Records drawn from a dataset:
=-=-=-=-=

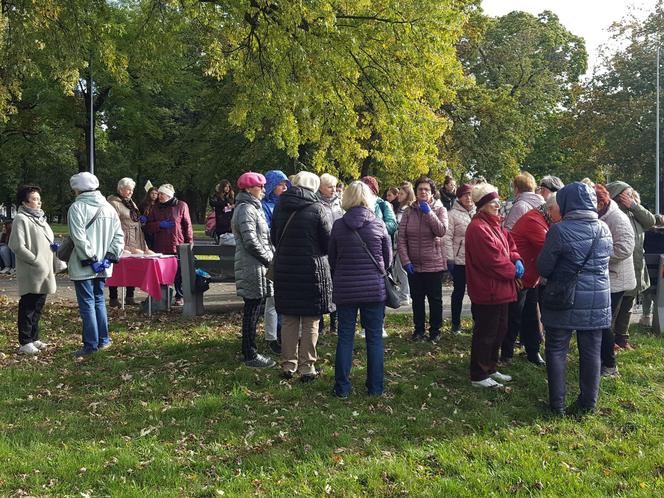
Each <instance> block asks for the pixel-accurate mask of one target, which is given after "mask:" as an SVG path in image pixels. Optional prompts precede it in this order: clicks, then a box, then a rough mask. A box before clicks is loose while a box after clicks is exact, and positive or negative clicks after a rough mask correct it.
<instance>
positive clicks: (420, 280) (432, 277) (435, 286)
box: [408, 271, 443, 337]
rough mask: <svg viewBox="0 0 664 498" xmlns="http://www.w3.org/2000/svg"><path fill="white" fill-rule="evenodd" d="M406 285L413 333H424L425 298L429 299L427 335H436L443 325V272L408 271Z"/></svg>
mask: <svg viewBox="0 0 664 498" xmlns="http://www.w3.org/2000/svg"><path fill="white" fill-rule="evenodd" d="M408 285H409V286H410V297H411V299H412V300H413V324H414V325H415V334H416V335H424V326H425V319H426V314H425V307H424V299H425V298H426V299H427V300H428V301H429V335H430V336H431V337H434V336H437V335H438V334H440V328H441V327H442V326H443V272H442V271H439V272H425V273H417V272H416V273H409V274H408Z"/></svg>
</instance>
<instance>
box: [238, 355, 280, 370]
mask: <svg viewBox="0 0 664 498" xmlns="http://www.w3.org/2000/svg"><path fill="white" fill-rule="evenodd" d="M244 364H245V365H246V366H248V367H250V368H272V367H273V366H275V365H276V362H275V361H274V360H273V359H272V358H268V357H267V356H263V355H262V354H258V355H256V358H254V359H253V360H249V361H245V362H244Z"/></svg>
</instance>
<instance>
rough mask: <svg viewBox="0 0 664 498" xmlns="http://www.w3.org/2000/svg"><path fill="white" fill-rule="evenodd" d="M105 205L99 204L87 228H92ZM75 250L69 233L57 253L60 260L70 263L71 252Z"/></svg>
mask: <svg viewBox="0 0 664 498" xmlns="http://www.w3.org/2000/svg"><path fill="white" fill-rule="evenodd" d="M103 207H104V206H99V209H97V212H96V213H95V215H94V216H93V217H92V219H91V220H90V221H88V223H87V225H85V229H86V230H87V229H88V228H90V226H91V225H92V224H93V223H94V222H95V220H96V219H97V216H99V213H101V210H102V208H103ZM73 252H74V241H73V240H72V239H71V237H70V236H69V235H67V236H66V237H65V238H64V240H63V241H62V244H60V247H59V248H58V250H57V252H56V253H55V255H56V256H57V257H58V259H59V260H60V261H64V262H65V263H69V258H71V254H72V253H73Z"/></svg>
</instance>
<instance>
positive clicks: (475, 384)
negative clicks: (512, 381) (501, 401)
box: [470, 377, 503, 388]
mask: <svg viewBox="0 0 664 498" xmlns="http://www.w3.org/2000/svg"><path fill="white" fill-rule="evenodd" d="M470 383H471V384H472V385H473V387H484V388H487V387H492V388H495V387H503V385H502V384H501V383H499V382H496V381H495V380H493V379H492V378H491V377H487V378H486V379H484V380H473V381H471V382H470Z"/></svg>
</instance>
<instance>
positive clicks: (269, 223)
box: [261, 169, 290, 228]
mask: <svg viewBox="0 0 664 498" xmlns="http://www.w3.org/2000/svg"><path fill="white" fill-rule="evenodd" d="M283 181H286V182H288V186H289V187H290V182H289V181H288V177H287V176H286V175H285V174H284V172H283V171H280V170H278V169H275V170H270V171H268V172H267V173H265V197H263V200H262V201H261V204H262V205H263V212H264V213H265V221H266V222H267V226H268V228H270V227H271V226H272V213H273V212H274V208H275V206H276V205H277V201H278V200H279V197H278V196H276V195H274V189H275V188H277V185H279V184H280V183H281V182H283Z"/></svg>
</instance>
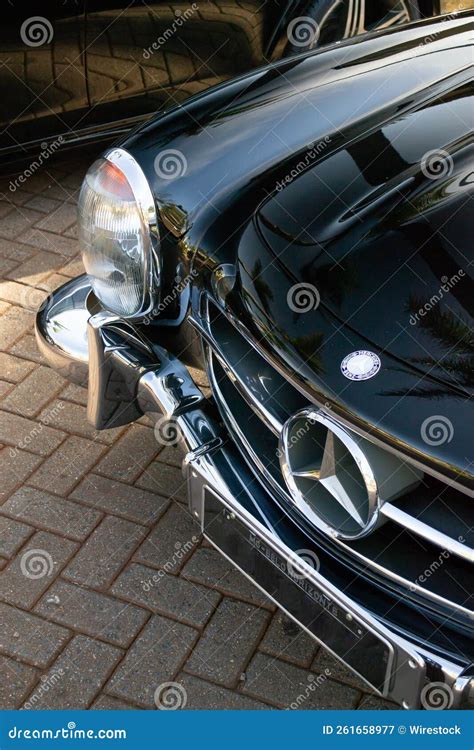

=-=-=-=-=

→ **YOUR TASK**:
Each line above with the word "negative" must be returned.

→ **WRITTEN REPLY**:
Each <instance> block asks for the pixel-accurate mask of one target, which is given after "mask:" as an SVG path in image pixels. Optional prompts precede it in this order: clicks, then a box, then a rough mask. A box before clicks is loose while a box after clicks is exact, and positive or negative clicks after a rough mask correct it.
negative clicks: (512, 381) (501, 401)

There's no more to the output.